◆ SHORT TASK 1
Copy everything from "Vegetarian dish of" down to "flatbread or roti." in the panchratna dal article, word for word.

◆ PASSAGE PROVIDED
★ ★ ★

= Panchratna dal =

Vegetarian dish of Indian origin

Panchratna dal (also panchmel dal in Rajasthani cuisine or pancha dhal in Caribbean cuisine) is a popular dal in the Indian subcontinent and Indian-origin communities in Guyana, Suriname, and Trinidad and Tobago. Lentils are an integral part of Indian cuisine. This is a dish customarily served on special occasions. It is usually accompanied by an Indian flatbread or roti.

== Etymology ==
As the name suggests, based on the Sanskrit root panch for five, panchratna dal is made by combining five different kinds of dals (lentils) common to Indian households. The word ratna means jewels and mel means mix. Hence, panchratna and panchmel mean 'five jewels' and 'mixture of five dals' respectively.

★ ★ ★

◆ PROVIDED ENTRIES
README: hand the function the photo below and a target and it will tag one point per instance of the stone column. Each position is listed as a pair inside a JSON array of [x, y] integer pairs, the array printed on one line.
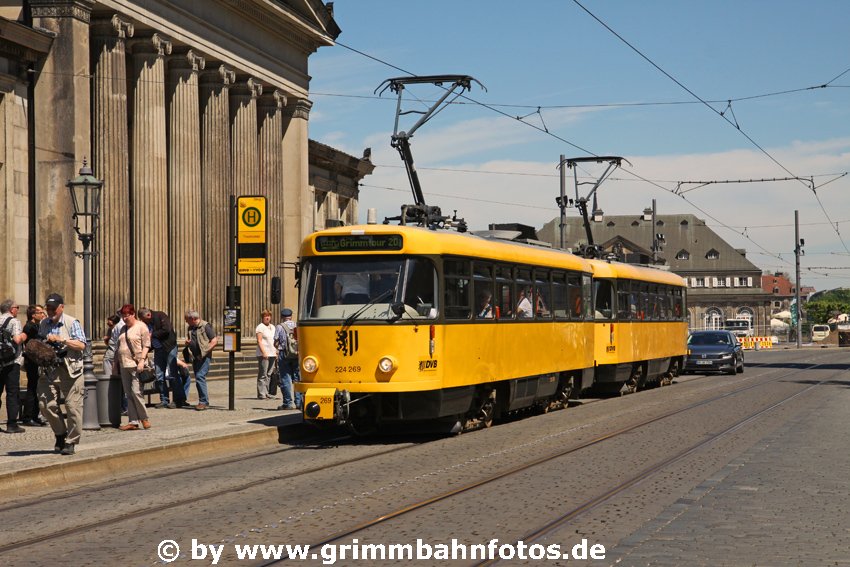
[[111, 163], [271, 184], [62, 140], [184, 192], [216, 181], [149, 183], [297, 201], [246, 177]]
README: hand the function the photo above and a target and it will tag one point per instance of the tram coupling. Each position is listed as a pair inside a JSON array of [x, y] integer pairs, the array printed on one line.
[[327, 405]]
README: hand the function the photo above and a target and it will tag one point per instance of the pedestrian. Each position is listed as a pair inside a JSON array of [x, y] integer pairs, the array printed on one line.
[[10, 368], [65, 335], [164, 344], [29, 411], [266, 354], [134, 343], [112, 345], [287, 343], [109, 354], [200, 343]]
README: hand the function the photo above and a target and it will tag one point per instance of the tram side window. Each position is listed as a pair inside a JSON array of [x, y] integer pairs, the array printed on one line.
[[420, 287], [482, 278], [525, 300], [542, 294], [559, 295], [505, 292], [574, 301], [643, 301], [603, 294], [667, 303], [678, 304], [457, 296], [624, 310], [586, 297], [653, 306]]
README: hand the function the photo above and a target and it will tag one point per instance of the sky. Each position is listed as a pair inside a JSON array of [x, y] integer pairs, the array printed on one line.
[[704, 90]]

★ ★ ★

◆ SHORT TASK 2
Rewrite everything in the records from the line containing "of the pedestrian." down to the end of the records, keeping all their wording, and move every point by adding 99 to each of its coordinates. Give only those lines.

◆ TASK RESPONSE 1
Vegetarian dish of Indian origin

Panchratna dal (also panchmel dal in Rajasthani cuisine or pancha dhal in Caribbean cuisine) is a popular dal in the Indian subcontinent and Indian-origin communities in Guyana, Suriname, and Trinidad and Tobago. Lentils are an integral part of Indian cuisine. This is a dish customarily served on special occasions. It is usually accompanied by an Indian flatbread or roti.

◆ TASK RESPONSE 2
README: hand the function the photo above and a target and it will tag one point per instance of the pedestrian. Each position is listed as a pair inside a JSON array of [x, y] integer pairs, the array printed on one line.
[[109, 467], [164, 434], [263, 443], [128, 510], [365, 453], [233, 442], [211, 444], [386, 442], [208, 453], [299, 442]]
README: hand the function the photo above and a target and it will tag one point per instance of the tram side window. Each position is listed as a pair inside a JSON array of [x, y] integer pairs, the array printed on one line.
[[519, 386], [581, 377], [624, 399], [641, 393], [658, 394], [604, 391], [673, 400], [742, 400], [702, 393], [766, 402], [777, 403], [556, 395], [723, 409], [685, 396], [752, 405]]
README: hand the function the photo above and a target and it will tag one point per instance of the sky. Each position is listed as a pair inside a JSON array of [x, y] integer pairs, the array printed on one line.
[[803, 189]]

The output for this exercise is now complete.